■ EXERCISE DESCRIPTION: Convert the lines from the start of the entries below through the line containing "x=910 y=254", inclusive, into a numbered list that skips blank lines. Leave the pictures out of your answer.

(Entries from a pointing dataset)
— begin —

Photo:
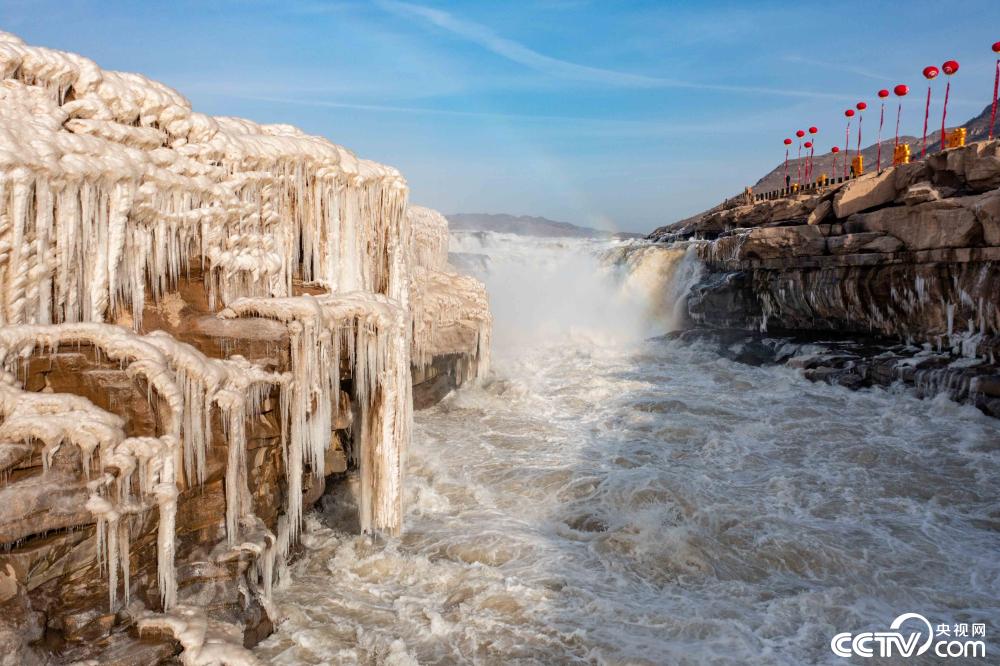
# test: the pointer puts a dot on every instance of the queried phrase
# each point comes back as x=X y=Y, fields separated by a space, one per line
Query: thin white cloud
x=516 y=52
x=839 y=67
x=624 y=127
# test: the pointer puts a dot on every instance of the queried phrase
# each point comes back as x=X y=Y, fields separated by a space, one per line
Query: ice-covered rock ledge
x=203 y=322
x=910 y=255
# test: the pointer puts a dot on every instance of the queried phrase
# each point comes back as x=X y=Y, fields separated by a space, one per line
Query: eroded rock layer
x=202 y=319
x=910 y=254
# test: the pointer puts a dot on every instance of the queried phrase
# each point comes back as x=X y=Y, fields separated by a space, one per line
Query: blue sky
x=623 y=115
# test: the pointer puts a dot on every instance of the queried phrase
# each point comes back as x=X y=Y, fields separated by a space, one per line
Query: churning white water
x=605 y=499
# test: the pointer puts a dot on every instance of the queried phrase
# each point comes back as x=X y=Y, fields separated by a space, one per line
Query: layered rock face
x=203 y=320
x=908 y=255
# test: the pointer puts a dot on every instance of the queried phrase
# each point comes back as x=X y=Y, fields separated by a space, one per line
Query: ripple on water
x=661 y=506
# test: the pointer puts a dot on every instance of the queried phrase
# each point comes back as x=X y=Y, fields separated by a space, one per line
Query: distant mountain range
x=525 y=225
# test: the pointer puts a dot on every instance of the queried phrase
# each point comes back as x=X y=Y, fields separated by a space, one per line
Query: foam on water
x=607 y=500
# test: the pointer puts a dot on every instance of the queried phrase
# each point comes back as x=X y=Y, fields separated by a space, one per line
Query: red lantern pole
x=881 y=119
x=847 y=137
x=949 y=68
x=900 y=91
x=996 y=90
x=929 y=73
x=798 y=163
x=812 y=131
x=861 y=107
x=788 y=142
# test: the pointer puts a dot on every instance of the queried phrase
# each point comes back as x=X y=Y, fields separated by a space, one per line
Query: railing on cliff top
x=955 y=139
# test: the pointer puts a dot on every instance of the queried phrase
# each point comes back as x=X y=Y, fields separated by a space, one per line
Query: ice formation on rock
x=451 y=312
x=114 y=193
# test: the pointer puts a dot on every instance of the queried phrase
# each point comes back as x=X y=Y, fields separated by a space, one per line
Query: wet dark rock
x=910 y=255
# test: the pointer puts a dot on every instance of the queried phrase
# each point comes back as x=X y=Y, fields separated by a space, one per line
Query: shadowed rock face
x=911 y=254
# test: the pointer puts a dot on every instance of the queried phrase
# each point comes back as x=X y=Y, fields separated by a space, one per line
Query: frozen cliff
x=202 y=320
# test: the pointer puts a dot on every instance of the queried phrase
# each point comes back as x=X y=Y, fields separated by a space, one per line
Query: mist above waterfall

— end —

■ THE ANSWER:
1. Photo:
2. # test: the pointer puts a dot on every instance of the queried phrase
3. # each point comes back as x=X y=Y, fields separated by a space, one per line
4. Query: thin white cloud
5. x=516 y=52
6. x=839 y=67
7. x=624 y=127
8. # test: the pointer puts a dot on every instance of the queried phrase
9. # each point comes back as x=X y=Y, fields separated by a space, one per line
10. Query: ice-covered rock ledge
11. x=203 y=322
12. x=910 y=255
13. # test: the pointer puts a dot on every instance of the queried phrase
14. # each point comes back as x=X y=Y, fields separated by a space, one per line
15. Query: eroded rock layer
16. x=202 y=319
17. x=910 y=254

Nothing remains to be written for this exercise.